### SOURCE MATERIAL
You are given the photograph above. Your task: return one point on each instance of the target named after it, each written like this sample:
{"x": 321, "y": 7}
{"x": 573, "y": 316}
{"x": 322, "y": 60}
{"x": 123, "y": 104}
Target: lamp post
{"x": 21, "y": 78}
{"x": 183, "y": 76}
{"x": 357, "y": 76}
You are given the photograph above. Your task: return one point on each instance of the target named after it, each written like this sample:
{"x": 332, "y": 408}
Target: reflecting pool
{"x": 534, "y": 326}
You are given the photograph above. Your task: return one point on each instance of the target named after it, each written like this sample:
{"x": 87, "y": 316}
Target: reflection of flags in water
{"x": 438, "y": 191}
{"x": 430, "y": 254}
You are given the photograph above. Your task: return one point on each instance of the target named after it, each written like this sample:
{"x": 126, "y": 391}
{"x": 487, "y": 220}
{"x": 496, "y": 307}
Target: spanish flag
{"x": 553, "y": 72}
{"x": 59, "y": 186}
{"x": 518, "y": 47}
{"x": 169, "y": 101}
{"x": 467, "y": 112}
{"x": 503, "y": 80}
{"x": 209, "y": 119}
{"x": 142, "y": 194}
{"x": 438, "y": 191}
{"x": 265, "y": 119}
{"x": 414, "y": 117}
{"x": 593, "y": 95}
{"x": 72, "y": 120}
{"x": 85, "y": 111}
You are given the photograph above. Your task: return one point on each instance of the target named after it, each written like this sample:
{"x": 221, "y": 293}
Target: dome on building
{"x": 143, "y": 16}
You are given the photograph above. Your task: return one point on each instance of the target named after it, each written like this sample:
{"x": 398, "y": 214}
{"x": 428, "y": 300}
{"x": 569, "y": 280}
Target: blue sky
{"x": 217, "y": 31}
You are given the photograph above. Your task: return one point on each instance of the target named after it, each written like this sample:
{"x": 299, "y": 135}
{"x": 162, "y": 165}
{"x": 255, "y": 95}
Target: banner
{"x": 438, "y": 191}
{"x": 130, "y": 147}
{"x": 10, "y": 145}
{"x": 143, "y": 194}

### BRIEF
Give the data back exactly as it stands.

### REPLY TO THE TASK
You are given the photograph above. Your task: return one point on each instance of the target named after it, each written like this sample:
{"x": 321, "y": 7}
{"x": 573, "y": 316}
{"x": 322, "y": 60}
{"x": 123, "y": 104}
Target: lamp post
{"x": 21, "y": 78}
{"x": 183, "y": 76}
{"x": 357, "y": 76}
You are given the photograph above. Your task: return one point on each instance of the target named after it, each written like this sample:
{"x": 332, "y": 408}
Target: reflecting pool
{"x": 534, "y": 326}
You are given the photograph above. Your task: return one point on each instance of the target named after it, each written like this sample:
{"x": 87, "y": 316}
Target: reflection of flags in water
{"x": 438, "y": 191}
{"x": 430, "y": 254}
You are given the photograph above. Your task: return one point on each instance of the target named after it, each written like this sample:
{"x": 126, "y": 391}
{"x": 487, "y": 220}
{"x": 496, "y": 307}
Target: spanish flag
{"x": 553, "y": 72}
{"x": 59, "y": 186}
{"x": 518, "y": 47}
{"x": 169, "y": 101}
{"x": 467, "y": 112}
{"x": 503, "y": 80}
{"x": 209, "y": 119}
{"x": 142, "y": 194}
{"x": 438, "y": 191}
{"x": 265, "y": 119}
{"x": 414, "y": 117}
{"x": 593, "y": 95}
{"x": 72, "y": 120}
{"x": 85, "y": 111}
You are given the photograph above. Your task: return one point on each instance of the target named after it, each written like this sample:
{"x": 221, "y": 293}
Target: dome on building
{"x": 143, "y": 16}
You are given the photograph above. Your task: return one point on each instance of the target named after it, each written like this sample:
{"x": 398, "y": 214}
{"x": 428, "y": 300}
{"x": 569, "y": 280}
Target: blue sky
{"x": 217, "y": 31}
You are given the photograph above. Your task: return one point on each instance of the target named after it, each written like this sample:
{"x": 299, "y": 135}
{"x": 162, "y": 165}
{"x": 255, "y": 95}
Target: banner
{"x": 438, "y": 191}
{"x": 130, "y": 147}
{"x": 10, "y": 145}
{"x": 143, "y": 194}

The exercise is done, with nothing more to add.